● PROBLEM TO SOLVE
Summarize the text below about the hospital scene in "The Shining" in two sentences.

I remember reading something years ago (can't remember where) about the last scene in the hospital being cut - the article claimed that the point of the scene was to make it look like Ullman was somehow behind it all.

There was a documentary on British tv a while back called "Stanley Kubrick's Boxes" where the writer John Ronson was invited by Kubrick's estate to come to Kubrick's home and look through all his boxes (and there was thousands of them) filled with all manner of material, from abandoned projects, fan-letters & hate mail etc. There were interviews with Kubrick's employees that were fascinating - apparently Kubrick had US newspapers carrying ads for "The Shining" sent to his home and he would measure them to see if they were the proper size, and if they were smaller by one centimetre or so, he would get his people to contact the newspapers to complain and have the ads re-printed with the proper specifications. There was an interview with, i think, someone from Warner Bros. who Kubrick contacted a few days after the US premiere of "The Shining" and ordered him to go round the cinemas where it was showing and snip the hospital scene from the negatives. I think "The Shining" was only being shown on a few screens in it's first week, so it was easily done.

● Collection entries

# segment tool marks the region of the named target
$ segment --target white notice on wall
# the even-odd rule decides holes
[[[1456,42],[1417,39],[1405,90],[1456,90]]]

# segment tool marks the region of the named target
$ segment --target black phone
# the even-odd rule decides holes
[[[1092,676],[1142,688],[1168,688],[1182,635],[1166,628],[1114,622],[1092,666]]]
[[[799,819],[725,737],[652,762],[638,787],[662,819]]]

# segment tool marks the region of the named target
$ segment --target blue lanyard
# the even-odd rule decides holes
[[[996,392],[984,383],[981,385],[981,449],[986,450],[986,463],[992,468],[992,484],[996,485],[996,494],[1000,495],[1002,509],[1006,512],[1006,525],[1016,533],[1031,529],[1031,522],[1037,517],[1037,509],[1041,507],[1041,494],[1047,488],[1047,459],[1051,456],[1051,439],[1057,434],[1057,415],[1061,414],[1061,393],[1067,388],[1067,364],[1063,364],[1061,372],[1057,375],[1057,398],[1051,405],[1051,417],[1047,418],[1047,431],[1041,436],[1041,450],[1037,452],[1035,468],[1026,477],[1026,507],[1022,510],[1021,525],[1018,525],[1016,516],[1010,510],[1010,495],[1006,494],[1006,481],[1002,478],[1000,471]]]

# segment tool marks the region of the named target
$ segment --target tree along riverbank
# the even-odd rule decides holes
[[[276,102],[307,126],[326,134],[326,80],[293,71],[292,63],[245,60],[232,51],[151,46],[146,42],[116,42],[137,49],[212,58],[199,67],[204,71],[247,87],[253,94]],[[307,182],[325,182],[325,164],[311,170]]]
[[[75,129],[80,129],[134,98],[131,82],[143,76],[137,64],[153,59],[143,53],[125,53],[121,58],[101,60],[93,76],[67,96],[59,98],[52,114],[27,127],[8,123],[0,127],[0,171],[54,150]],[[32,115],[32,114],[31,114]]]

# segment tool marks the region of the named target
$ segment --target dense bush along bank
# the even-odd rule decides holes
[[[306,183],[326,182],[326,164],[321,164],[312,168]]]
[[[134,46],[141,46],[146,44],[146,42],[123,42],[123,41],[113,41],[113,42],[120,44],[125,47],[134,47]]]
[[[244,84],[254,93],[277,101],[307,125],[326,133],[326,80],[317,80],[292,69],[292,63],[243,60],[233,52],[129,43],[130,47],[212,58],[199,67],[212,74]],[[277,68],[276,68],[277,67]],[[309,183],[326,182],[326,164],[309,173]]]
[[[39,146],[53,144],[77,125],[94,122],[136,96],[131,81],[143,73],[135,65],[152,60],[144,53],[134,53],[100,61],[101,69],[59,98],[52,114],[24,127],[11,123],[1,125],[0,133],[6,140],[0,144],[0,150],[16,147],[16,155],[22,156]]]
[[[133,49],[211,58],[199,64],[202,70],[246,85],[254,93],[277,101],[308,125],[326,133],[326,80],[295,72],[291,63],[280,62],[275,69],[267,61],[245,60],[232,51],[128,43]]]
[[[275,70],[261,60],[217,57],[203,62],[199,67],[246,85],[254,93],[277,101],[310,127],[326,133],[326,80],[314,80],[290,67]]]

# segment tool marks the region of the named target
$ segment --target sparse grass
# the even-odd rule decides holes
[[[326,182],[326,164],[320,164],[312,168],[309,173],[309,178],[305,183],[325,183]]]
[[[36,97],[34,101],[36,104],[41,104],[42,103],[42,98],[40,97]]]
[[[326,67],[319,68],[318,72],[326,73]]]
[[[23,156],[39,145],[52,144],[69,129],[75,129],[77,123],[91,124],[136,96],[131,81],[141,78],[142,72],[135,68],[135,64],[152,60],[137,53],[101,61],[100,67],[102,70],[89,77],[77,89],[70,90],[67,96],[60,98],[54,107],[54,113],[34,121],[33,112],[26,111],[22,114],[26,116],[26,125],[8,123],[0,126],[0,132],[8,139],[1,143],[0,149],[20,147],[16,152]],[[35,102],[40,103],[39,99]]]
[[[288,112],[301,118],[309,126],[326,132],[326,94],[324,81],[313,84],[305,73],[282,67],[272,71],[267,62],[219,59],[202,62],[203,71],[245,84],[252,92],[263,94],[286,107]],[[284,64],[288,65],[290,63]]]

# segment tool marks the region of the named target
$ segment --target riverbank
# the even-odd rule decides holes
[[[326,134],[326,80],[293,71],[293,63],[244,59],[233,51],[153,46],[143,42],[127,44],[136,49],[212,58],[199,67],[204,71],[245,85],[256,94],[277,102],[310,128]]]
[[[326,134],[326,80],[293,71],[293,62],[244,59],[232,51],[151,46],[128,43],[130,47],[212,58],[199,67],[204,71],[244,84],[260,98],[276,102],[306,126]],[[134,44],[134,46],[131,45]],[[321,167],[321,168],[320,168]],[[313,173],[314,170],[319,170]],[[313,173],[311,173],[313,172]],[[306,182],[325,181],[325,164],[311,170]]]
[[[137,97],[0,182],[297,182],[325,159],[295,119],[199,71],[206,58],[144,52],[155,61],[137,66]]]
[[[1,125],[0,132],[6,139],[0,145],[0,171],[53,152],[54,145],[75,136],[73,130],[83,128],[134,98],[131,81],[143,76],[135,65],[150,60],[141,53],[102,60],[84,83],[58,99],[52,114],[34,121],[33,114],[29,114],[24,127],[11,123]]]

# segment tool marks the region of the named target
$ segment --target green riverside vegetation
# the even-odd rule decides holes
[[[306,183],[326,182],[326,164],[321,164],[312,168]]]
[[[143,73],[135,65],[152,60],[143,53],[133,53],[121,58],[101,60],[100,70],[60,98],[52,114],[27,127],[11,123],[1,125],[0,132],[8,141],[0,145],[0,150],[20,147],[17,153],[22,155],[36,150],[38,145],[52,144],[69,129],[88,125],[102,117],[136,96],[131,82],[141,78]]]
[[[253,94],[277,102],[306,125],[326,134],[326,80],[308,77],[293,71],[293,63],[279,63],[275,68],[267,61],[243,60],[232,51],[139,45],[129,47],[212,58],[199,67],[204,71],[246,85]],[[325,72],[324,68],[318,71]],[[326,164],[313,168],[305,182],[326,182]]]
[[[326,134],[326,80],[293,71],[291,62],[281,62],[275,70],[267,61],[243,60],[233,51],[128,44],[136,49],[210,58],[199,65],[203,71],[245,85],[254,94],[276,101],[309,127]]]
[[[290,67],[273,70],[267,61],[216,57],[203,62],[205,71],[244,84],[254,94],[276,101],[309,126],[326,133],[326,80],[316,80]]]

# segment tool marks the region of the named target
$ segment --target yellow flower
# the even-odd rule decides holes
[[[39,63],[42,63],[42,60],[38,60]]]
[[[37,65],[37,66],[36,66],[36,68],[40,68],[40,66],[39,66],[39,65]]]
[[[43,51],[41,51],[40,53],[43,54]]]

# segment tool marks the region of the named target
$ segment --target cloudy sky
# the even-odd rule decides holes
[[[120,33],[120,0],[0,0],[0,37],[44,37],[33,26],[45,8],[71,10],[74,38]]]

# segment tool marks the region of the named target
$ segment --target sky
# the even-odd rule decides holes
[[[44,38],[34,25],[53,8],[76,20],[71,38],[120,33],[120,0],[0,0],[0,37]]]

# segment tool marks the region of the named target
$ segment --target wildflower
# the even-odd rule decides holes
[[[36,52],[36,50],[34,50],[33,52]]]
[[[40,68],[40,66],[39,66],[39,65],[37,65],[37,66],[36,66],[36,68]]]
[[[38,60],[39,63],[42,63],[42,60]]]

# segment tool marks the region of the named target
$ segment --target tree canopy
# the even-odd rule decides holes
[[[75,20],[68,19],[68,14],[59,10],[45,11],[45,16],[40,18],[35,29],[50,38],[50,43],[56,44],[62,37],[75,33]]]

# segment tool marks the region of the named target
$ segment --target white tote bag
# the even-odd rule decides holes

● EXERCISE ANSWER
The writer recalls an article claiming that the cut final hospital scene was meant to suggest Ullman was somehow behind everything. In the British documentary "Stanley Kubrick's Boxes," someone, possibly from Warner Bros., said that Kubrick ordered him, a few days after the US premiere, to go around the cinemas and snip the scene from the negatives, which was easy because the film was on only a few screens.